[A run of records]

####################

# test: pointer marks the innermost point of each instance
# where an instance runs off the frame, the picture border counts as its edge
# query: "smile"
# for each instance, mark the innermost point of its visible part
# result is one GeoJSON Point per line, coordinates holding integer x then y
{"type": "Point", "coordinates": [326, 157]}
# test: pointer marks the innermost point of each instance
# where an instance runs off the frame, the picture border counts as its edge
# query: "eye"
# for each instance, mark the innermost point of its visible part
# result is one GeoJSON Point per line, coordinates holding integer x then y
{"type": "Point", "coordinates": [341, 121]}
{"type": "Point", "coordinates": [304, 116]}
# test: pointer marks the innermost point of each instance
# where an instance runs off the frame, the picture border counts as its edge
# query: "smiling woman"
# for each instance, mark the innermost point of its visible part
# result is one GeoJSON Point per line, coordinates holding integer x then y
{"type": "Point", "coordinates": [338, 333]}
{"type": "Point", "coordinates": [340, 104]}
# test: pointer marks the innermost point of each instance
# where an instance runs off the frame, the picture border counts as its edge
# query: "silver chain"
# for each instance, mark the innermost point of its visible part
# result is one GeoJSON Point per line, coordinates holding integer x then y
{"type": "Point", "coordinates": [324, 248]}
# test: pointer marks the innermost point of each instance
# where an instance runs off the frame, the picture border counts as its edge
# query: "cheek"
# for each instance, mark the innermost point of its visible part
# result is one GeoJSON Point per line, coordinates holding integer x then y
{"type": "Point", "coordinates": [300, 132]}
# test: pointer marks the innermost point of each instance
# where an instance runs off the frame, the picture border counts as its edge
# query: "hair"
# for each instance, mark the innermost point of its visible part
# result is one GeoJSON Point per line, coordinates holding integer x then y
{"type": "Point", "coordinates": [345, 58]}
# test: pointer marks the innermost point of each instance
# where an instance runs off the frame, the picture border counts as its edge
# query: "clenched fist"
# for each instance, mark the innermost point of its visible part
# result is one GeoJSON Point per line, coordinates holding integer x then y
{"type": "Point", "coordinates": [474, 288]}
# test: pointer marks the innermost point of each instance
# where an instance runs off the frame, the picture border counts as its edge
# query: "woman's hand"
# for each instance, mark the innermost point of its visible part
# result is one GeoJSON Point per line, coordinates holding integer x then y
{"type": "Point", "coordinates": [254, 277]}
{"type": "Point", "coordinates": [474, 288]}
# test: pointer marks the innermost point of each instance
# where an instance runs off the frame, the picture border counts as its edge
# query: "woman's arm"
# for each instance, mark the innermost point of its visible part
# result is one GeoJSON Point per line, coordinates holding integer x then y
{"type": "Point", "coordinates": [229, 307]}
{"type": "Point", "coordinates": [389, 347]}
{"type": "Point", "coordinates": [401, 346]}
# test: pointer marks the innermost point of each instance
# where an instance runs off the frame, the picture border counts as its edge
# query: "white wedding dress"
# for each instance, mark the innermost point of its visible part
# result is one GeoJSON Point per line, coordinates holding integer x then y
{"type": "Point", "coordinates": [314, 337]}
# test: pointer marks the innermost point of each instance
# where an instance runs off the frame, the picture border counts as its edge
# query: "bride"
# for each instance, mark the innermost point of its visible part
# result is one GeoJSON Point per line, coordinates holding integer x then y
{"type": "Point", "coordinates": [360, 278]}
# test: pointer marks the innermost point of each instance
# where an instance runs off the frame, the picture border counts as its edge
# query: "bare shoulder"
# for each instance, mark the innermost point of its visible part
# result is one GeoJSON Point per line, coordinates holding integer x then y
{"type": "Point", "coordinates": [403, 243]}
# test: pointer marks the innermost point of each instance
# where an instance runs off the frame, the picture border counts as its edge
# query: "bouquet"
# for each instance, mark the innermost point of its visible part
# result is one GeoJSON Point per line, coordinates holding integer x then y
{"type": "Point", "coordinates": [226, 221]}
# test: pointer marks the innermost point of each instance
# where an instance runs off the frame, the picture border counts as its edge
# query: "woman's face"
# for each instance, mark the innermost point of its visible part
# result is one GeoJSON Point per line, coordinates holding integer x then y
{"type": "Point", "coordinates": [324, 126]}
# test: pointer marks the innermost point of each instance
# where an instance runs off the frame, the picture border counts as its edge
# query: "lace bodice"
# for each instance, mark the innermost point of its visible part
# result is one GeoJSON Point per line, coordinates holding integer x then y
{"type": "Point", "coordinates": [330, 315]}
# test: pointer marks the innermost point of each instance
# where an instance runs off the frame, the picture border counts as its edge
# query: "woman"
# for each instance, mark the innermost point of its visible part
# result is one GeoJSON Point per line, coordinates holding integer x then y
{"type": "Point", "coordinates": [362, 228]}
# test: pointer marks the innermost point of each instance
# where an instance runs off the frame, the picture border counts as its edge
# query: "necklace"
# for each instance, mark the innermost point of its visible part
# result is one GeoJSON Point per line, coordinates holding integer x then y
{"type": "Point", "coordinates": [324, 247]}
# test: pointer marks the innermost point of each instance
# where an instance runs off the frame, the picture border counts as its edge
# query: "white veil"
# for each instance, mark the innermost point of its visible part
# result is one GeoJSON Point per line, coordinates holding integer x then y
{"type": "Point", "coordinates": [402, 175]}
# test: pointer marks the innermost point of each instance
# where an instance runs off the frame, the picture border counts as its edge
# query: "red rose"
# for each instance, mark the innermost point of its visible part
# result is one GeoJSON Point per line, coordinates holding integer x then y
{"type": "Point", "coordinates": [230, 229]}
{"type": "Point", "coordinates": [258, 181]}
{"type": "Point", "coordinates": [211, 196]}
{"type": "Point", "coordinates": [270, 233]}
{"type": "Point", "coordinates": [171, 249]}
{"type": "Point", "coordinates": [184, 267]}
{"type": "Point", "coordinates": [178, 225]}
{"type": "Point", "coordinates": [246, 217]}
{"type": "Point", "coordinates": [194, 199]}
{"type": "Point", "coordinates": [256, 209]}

####################

Nothing may be left out: return each entry exactly as it reads.

[Written response]:
# test: pointer marks the innermost point of each instance
# where an instance runs off the frame, the picture border counts as its edge
# query: "smile"
# for each instance, mark the innermost point of its visible part
# result is one GeoJSON Point per line, coordinates holding integer x then y
{"type": "Point", "coordinates": [326, 157]}
# test: pointer marks the innermost point of each instance
# where an instance runs off the frame, the picture border counts as its edge
# query: "eye"
# for each instance, mark the innermost point of its visible part
# result is one GeoJSON Point per line, coordinates holding integer x then y
{"type": "Point", "coordinates": [341, 121]}
{"type": "Point", "coordinates": [304, 116]}
# test: pointer marks the innermost point of each instance
# where an instance runs off the frame, the picture border counts as its edge
# query: "smiling woman"
# for each instance, mark the innermost point of its visible part
# result is one GeoJSON Point per line, coordinates holding integer x then y
{"type": "Point", "coordinates": [338, 333]}
{"type": "Point", "coordinates": [340, 104]}
# test: pointer marks the innermost point of each instance
# where an instance runs off the frame, the picture border counts as its edge
# query: "silver chain"
# for each instance, mark the innermost point of its visible part
# result is one GeoJSON Point per line, coordinates holding integer x then y
{"type": "Point", "coordinates": [324, 248]}
# test: pointer marks the innermost point of each instance
# where an instance runs off the frame, the picture border counts as its edge
# query: "cheek"
# for each instance, mark the innermost point of its visible part
# result is one GeoJSON Point per line, coordinates holding integer x then y
{"type": "Point", "coordinates": [300, 132]}
# test: pointer marks the innermost point of each instance
# where an instance runs off the frame, the picture border counts as its edge
# query: "hair"
# for each instance, mark the innermost point of its visible part
# result is one GeoJSON Point per line, coordinates holding integer x then y
{"type": "Point", "coordinates": [345, 58]}
# test: pointer marks the innermost point of each instance
# where an instance runs off the frame, the picture border counts as its edge
# query: "clenched fist"
# for each instance, mark the innermost point of its visible part
# result is one GeoJSON Point per line, coordinates holding integer x then y
{"type": "Point", "coordinates": [474, 288]}
# test: pointer marks the innermost point of each instance
# where an instance runs off the frame, the picture border counts as its edge
# query: "woman's hand"
# for each instance, mark the innermost point of its visible part
# result is one GeoJSON Point per line, coordinates holding integer x then y
{"type": "Point", "coordinates": [254, 277]}
{"type": "Point", "coordinates": [474, 288]}
# test: pointer marks the innermost point of each instance
# where an instance runs off the frame, the picture border counts as its edge
# query: "woman's arm"
# for each instance, mark the innermost point of its visible part
# result is one GeoJSON Point per line, coordinates holding integer x then y
{"type": "Point", "coordinates": [229, 307]}
{"type": "Point", "coordinates": [389, 347]}
{"type": "Point", "coordinates": [401, 346]}
# test: pointer marks the innermost point of each instance
# where an instance runs off the frame, the picture border counts as its edge
# query: "white wedding dress"
# for each instance, mark the innermost point of its visible part
# result is one GeoJSON Point per line, coordinates holding integer x then y
{"type": "Point", "coordinates": [314, 337]}
# test: pointer marks the innermost point of each instance
# where an instance runs off the frame, the picture border counts as its edge
# query: "bride"
# for each instance, mark the innermost point of its visible part
# result is one GeoJSON Point per line, coordinates holding integer x then y
{"type": "Point", "coordinates": [360, 278]}
# test: pointer marks the innermost point of each instance
# where an instance runs off the frame, the picture border counts as its edge
# query: "bare shoulder"
# for each instance, mark the innermost point of its visible part
# result is one GeoJSON Point per line, coordinates holding integer x then y
{"type": "Point", "coordinates": [403, 243]}
# test: pointer marks the innermost point of each instance
# where an instance runs off the frame, the picture border counts as its edge
# query: "bouquet"
# for each instance, mark the innermost point of its visible part
# result is one GeoJSON Point per line, coordinates holding integer x then y
{"type": "Point", "coordinates": [226, 221]}
# test: pointer marks the innermost point of each instance
# where an instance runs off the frame, the picture border counts as its edge
# query: "woman's face"
# for each instance, mark the innermost point of its visible part
# result is one GeoJSON Point per line, coordinates holding integer x then y
{"type": "Point", "coordinates": [324, 126]}
# test: pointer marks the innermost point of each instance
# where an instance runs off the frame, the picture border counts as its edge
# query: "lace bodice"
# for each instance, mark the innermost point of its visible part
# result is one GeoJSON Point per line, coordinates holding integer x then y
{"type": "Point", "coordinates": [330, 315]}
# test: pointer marks the innermost point of each instance
# where an instance runs off the frame, the picture border counts as its edge
# query: "woman"
# for each instance, mark the innermost point of its visible part
# result is one GeoJSON Point per line, coordinates holding integer x then y
{"type": "Point", "coordinates": [362, 228]}
# test: pointer marks the innermost point of each instance
# where an instance runs off the frame, the picture border counts as its edge
# query: "necklace"
# for each instance, mark the innermost point of its visible part
# result is one GeoJSON Point per line, coordinates holding integer x then y
{"type": "Point", "coordinates": [324, 247]}
# test: pointer marks the innermost point of each instance
# where an instance runs off the frame, the picture border counts as its edge
# query: "white veil"
# for each instance, mark the innermost point of its visible part
# result is one GeoJSON Point per line, coordinates holding integer x then y
{"type": "Point", "coordinates": [402, 175]}
# test: pointer marks the innermost point of each instance
# where an instance runs off the frame, the picture border counts as its edge
# query: "red rose"
# for each instance, mark the innermost point of its visible part
# result is one GeoJSON Point per line, coordinates holding integer x then y
{"type": "Point", "coordinates": [230, 229]}
{"type": "Point", "coordinates": [258, 181]}
{"type": "Point", "coordinates": [211, 196]}
{"type": "Point", "coordinates": [270, 233]}
{"type": "Point", "coordinates": [171, 249]}
{"type": "Point", "coordinates": [184, 267]}
{"type": "Point", "coordinates": [178, 225]}
{"type": "Point", "coordinates": [246, 217]}
{"type": "Point", "coordinates": [194, 199]}
{"type": "Point", "coordinates": [256, 209]}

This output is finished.